*TU TAREA*. Continúa el relato sobre Fabián, el lector del abrigo gris que colecciona palabras del diccionario, a partir de su última frase.

*TEXTO PARA REVISAR*.
El lector del abrigo gris me responde, con una elegancia exquisita, que el libro que está leyendo no tiene autor y no hace ningún comentario irónico sobre mi pregunta. Se lo agradezco. Me explica con sabiduría que los diccionarios son como cofres en los que se esconde un tesoro de palabras. Una urna que puedes vaciar lentamente mientras descubres piedras preciosas de colores imposibles.

Me quedo sin palabras en un mar de palabras. Debe ser esta mudez la que me impide presentarme como corresponde. No logro comprender del todo la fascinación que el diccionario provoca al lector del abrigo gris, que educadamente se presenta, él sí, como Fabián Badía Ensenada. También me cuenta que se dedica a la abogacía en un pequeño bufete, pero que su verdadera vocación es la de descubridor de palabras, por lo que, cuando tiene tiempo, lo que sucede a menudo, lee y relee un diccionario, saboreándolo como una copa de brandy antiguo, sin prisas.

El encuentro en la librería es un recuerdo que siempre está presente en todas las conversaciones que hemos tenido a partir de aquel día. Nos vemos y nos hablamos cada mes y Fabián me trae palabras, me enseña sus descubrimientos.

Hace ya algunos meses que Fabián parece menos apacible, como si algo le molestara lo suficiente como para romper esa serenidad que siempre refleja su fisonomía. Leo, como cada mes, su lista de palabras preciosas, pero hoy me interesa más saber lo que crispa las arrugas suaves que nacen en el extremo exterior de sus ojos.

Datos de señalamiento de regiones

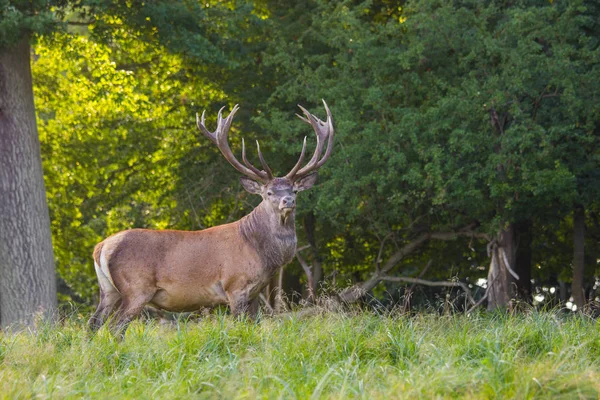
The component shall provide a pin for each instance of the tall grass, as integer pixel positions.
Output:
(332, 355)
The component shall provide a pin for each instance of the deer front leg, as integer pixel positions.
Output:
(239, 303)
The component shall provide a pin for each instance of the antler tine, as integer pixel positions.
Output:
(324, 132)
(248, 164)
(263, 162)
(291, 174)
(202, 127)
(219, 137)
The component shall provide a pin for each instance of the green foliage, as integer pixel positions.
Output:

...

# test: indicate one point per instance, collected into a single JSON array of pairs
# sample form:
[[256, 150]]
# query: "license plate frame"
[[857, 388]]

*RESULTADO DEL EJERCICIO*.
Fabián me cuenta que cada día está más preocupado por la utilización indiscriminada de lo que él llama palabras paraguas. Palabras que sirven para parar el chaparrón. Escudos que impiden la utilización de las palabras realmente adecuadas.

¿La espectacularidad es la única característica de las buenas acciones de los jugadores de fútbol? ¿Dónde están la habilidad, la potencia, la inteligencia, la imaginación, el virtuosismo, la coordinación, la velocidad, la plasticidad, la belleza?

¿Cómo es posible que la transversalidad sea la solución mágica para todo, para la política, para las empresas, para las relaciones sociales, para las relaciones familiares? ¿Sirve la transversalidad para un barrido o para un fregado?

Me voy del encuentro preocupado y me olvido de la lista de palabras que me ha traído Fabián. Salgo de nuestro rincón en el Café del Centre, de la mesa redonda de mármol blanco situada en el fondo del local, detrás de un biombo de madera, pensando en las palabras paraguas.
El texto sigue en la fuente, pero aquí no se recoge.